■ WRITTEN PROBLEM
Find each line in the records below that contains the string "building", and copy those lines out whole. Matching is case-sensitive.

■ Records of labeled points
....
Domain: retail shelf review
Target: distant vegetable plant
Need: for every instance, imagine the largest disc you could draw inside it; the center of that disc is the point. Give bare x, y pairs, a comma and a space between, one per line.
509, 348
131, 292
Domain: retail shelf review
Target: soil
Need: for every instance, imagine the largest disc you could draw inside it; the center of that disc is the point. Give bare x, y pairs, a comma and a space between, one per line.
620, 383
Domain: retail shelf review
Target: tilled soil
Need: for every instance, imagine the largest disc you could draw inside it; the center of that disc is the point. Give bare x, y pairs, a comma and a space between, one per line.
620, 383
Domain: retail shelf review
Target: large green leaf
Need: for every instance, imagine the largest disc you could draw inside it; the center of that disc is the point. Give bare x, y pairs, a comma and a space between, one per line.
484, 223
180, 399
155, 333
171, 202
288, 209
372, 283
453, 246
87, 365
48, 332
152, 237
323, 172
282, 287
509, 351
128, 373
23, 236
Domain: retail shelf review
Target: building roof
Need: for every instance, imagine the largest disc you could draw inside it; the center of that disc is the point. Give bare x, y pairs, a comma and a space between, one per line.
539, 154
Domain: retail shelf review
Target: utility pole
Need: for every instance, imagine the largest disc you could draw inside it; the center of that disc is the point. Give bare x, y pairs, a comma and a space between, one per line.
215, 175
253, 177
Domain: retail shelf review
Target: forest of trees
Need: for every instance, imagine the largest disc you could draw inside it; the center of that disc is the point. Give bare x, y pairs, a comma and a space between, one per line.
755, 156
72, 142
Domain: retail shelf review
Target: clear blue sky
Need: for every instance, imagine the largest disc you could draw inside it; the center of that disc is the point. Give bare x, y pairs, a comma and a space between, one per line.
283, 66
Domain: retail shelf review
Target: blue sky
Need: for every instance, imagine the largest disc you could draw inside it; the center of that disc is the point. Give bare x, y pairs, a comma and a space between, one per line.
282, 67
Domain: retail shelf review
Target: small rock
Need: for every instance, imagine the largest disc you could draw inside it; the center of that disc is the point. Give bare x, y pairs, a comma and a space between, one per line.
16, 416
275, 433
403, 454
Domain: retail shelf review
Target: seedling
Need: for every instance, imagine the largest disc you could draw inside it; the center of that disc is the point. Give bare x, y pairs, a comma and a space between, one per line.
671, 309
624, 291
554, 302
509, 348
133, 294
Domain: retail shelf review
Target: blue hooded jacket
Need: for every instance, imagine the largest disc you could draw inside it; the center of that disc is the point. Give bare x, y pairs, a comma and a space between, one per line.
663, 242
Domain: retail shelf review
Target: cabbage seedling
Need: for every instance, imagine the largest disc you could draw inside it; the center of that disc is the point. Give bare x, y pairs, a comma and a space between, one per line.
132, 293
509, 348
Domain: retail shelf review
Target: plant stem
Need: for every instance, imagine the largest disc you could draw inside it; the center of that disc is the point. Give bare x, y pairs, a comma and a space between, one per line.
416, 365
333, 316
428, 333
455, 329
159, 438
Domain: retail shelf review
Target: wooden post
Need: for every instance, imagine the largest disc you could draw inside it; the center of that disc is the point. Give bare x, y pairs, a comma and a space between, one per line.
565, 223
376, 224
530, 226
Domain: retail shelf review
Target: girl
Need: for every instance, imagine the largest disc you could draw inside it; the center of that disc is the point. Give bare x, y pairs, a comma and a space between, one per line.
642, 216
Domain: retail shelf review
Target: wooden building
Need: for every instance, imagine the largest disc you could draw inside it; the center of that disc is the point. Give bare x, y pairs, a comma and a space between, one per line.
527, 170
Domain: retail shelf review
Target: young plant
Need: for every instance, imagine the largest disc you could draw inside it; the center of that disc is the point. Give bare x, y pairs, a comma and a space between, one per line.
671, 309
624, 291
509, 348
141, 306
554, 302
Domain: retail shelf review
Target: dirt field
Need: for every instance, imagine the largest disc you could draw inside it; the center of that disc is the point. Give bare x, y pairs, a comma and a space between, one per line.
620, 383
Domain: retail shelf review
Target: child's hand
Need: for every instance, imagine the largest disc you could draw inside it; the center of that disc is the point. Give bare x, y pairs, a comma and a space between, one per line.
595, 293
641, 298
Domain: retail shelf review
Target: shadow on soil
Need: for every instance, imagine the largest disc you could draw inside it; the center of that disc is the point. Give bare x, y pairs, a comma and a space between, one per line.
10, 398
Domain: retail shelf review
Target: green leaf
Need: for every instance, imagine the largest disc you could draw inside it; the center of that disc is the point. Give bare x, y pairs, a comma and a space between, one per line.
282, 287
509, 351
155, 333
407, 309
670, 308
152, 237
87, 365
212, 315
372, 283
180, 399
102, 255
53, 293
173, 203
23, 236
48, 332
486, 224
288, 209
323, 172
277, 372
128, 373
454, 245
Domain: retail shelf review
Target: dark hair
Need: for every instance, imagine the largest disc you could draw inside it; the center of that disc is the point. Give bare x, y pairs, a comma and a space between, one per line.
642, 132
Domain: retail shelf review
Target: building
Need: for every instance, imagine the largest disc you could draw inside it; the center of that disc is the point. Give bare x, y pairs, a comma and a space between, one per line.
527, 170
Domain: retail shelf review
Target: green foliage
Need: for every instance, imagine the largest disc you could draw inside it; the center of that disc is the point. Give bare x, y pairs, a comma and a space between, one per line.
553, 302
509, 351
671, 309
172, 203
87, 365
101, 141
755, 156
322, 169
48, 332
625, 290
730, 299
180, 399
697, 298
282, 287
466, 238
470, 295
....
■ PROBLEM SOLUTION
Target: building roof
Target: wooden building
Target: building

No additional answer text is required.